** BEGIN TEXT **

Pre-fab chiller plant cools transition for bioscience firm
When plans called for increased capacity of the chilled water plant at its Winchester, KY, facility, management decided to replace the aging, inefficient chiller plant with a pre-fabricated, modular central chiller plant (MCCP). Martek was faced with several challenges: production could not be interrupted, there was little room to expand the plant inside the building, and they needed not only additional tonnage but also to convert from a primary-only system to a primary-secondary chilled water system. This was due to the variable demand of the process for chilled water.
Now the company's modular central chiller plant provides chilled water that is piped to the fermentation vats that are used in the production of DHA and RHA. The chilled water controls the fermentation process in the production of DHA and ARA.
Capacity Increased By 60%A turnkey approach offered by The Stellar Group, a Jacksonville, FL, MCCP fabricator, appealed to Martek's management. Stellar's use of two MaxE™ centrifugal chillers equipped with OptiSpeed™ variable-speed control from York International Corp. enabled Martek to increase the tonnage of its chiller plant capacity by 60% while using only one-half the space.
By using VSDs on the chiller as well as the primary chilled water and condenser water pumps, Martek was able to achieve optimal system efficiency. It is estimated that energy savings will be greater than 25% over the aging ammonia equipment system, due to the new chillers and the use of VSDs.

** END TEXT **

*SHORT PROBLEM 1:*
According to the chiller plant article, by how much did Martek increase its chiller plant's tonnage?
*SHORT PROBLEM 2:*
Echo the rows below, from the line containing "Keypoint placement rule: for each instance of the brick" through the last of the rows, inclusive.

** BEGIN SUPPLIED DATA **

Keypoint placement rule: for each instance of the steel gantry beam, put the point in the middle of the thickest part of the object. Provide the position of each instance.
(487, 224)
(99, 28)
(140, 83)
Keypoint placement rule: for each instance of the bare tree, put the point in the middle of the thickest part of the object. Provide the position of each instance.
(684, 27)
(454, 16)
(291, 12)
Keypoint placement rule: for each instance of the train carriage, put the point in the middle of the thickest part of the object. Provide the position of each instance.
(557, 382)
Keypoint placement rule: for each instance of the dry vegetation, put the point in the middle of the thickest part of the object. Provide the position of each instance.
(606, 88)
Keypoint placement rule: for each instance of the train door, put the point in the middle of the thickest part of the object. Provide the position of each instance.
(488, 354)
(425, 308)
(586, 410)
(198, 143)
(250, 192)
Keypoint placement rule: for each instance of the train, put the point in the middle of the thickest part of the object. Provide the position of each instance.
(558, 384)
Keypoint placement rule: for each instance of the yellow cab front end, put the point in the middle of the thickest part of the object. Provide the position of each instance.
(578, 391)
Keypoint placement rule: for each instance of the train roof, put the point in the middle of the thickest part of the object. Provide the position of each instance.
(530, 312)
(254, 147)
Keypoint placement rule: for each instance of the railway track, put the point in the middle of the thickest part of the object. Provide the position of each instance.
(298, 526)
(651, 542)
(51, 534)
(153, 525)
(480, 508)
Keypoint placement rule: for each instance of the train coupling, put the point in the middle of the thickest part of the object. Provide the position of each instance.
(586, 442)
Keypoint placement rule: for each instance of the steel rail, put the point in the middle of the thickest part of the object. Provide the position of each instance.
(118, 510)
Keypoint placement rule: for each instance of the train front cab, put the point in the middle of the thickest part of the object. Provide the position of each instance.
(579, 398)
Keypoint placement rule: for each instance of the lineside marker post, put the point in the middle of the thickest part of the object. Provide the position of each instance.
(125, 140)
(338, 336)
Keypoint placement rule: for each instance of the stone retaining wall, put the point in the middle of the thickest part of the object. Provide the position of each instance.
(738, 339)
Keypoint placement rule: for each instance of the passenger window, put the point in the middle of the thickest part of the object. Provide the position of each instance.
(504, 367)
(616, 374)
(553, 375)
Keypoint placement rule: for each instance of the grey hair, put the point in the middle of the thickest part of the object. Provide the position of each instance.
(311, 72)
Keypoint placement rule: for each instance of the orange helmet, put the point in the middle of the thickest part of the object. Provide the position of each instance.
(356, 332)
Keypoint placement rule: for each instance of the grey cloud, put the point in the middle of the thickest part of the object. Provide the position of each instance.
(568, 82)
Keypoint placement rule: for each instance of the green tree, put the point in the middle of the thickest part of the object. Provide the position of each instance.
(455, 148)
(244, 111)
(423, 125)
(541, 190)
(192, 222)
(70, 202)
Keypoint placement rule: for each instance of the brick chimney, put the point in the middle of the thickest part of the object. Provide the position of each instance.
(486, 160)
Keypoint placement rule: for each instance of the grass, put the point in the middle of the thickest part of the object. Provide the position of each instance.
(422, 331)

** END SUPPLIED DATA **

*EXERCISE RESULT 1:*
By 60%, while using only one-half the space.

*EXERCISE RESULT 2:*
Keypoint placement rule: for each instance of the brick chimney, put the point in the middle of the thickest part of the object. Provide the position of each instance.
(486, 160)
Keypoint placement rule: for each instance of the grass, put the point in the middle of the thickest part of the object. Provide the position of each instance.
(422, 331)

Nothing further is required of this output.